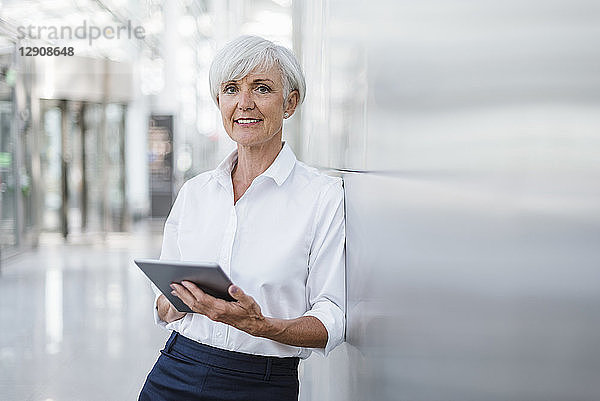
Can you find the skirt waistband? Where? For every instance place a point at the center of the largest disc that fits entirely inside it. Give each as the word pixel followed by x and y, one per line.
pixel 239 361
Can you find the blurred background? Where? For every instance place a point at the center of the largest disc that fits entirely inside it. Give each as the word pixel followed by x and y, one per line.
pixel 468 137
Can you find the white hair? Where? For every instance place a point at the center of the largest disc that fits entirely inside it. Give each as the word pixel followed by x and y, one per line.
pixel 243 54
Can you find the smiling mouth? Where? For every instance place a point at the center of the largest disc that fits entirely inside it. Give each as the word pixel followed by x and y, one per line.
pixel 247 121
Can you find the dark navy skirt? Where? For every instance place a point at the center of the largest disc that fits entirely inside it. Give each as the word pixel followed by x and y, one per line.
pixel 188 370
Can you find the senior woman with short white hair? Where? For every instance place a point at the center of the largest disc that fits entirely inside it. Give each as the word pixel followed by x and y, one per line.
pixel 275 226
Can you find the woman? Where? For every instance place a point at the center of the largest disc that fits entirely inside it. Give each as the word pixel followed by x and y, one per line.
pixel 275 226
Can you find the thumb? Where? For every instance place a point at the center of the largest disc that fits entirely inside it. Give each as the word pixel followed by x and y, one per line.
pixel 239 295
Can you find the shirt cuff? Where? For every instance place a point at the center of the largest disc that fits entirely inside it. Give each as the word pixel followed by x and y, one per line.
pixel 333 319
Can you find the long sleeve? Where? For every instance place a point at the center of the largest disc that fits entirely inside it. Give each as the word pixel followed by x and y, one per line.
pixel 326 284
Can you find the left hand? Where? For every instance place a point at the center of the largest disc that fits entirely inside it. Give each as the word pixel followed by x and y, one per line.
pixel 244 314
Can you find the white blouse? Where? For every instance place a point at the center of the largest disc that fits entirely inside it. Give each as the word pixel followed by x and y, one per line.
pixel 282 243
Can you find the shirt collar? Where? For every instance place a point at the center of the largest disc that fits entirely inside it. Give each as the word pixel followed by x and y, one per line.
pixel 279 170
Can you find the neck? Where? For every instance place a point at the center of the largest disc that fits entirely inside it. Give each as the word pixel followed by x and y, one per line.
pixel 255 160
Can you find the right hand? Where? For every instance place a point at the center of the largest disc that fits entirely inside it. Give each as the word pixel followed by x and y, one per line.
pixel 166 311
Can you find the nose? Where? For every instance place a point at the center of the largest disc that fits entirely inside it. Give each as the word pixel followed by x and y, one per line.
pixel 245 101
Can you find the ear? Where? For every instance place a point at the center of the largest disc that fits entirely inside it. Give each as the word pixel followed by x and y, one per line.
pixel 292 102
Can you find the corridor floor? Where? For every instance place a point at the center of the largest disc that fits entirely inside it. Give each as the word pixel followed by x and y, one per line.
pixel 76 319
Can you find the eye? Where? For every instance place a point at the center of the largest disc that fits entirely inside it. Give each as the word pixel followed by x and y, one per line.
pixel 263 89
pixel 229 89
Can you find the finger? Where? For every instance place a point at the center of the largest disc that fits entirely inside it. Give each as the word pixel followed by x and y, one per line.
pixel 240 296
pixel 186 296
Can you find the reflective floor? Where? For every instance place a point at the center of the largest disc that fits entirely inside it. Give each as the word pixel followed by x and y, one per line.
pixel 76 320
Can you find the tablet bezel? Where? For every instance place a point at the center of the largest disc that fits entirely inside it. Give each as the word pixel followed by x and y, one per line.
pixel 208 276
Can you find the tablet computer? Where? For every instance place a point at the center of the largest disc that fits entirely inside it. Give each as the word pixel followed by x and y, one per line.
pixel 208 276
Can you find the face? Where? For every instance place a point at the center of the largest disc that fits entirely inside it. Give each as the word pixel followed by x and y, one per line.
pixel 253 107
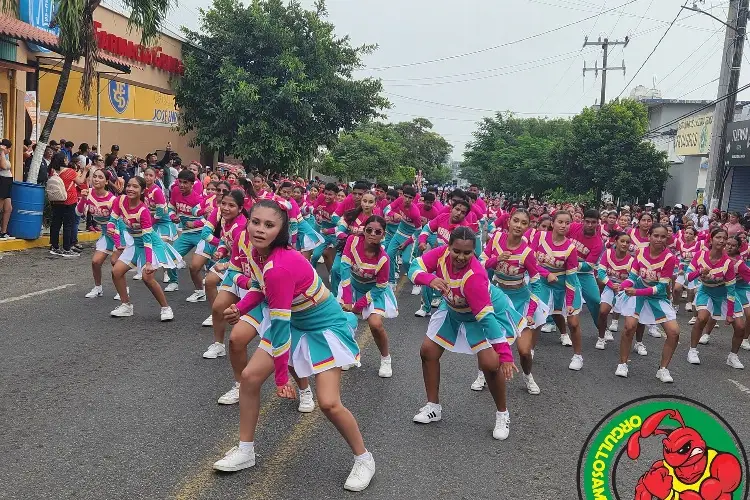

• • • •

Copy out the data above exactly as it appears, from the line with "Can you find the right" up to and including the line with "pixel 229 89".

_Exercise output_
Can you find the right hand? Where? For every instance place a point at the center of the largest disc that fits entirely inside it. Give each as the word pixel followed by x and y, one per line.
pixel 166 311
Can you find the nose? Where? For every instance place a point at the center of the largest disc that fits entirely inside it. Give each as the word pixel followed by x and y, one per line.
pixel 245 101
Can you find the ear? Where? For every instance place a point at the center of the largest disc that fits entirely inside it. Give each as the word pixel followed by x and y, one per line.
pixel 292 102
Can you find the corridor floor? Where? For every instance place a point at the center of the largest disc that fits entirely inside it. Give each as the word pixel followed by x and y, one per line.
pixel 76 319
Can you find the eye? Where? For every instance place a point at the center of the largest disc that fits entirely inside it. Give each as the word pixel followed by x and y, one per line.
pixel 263 89
pixel 229 89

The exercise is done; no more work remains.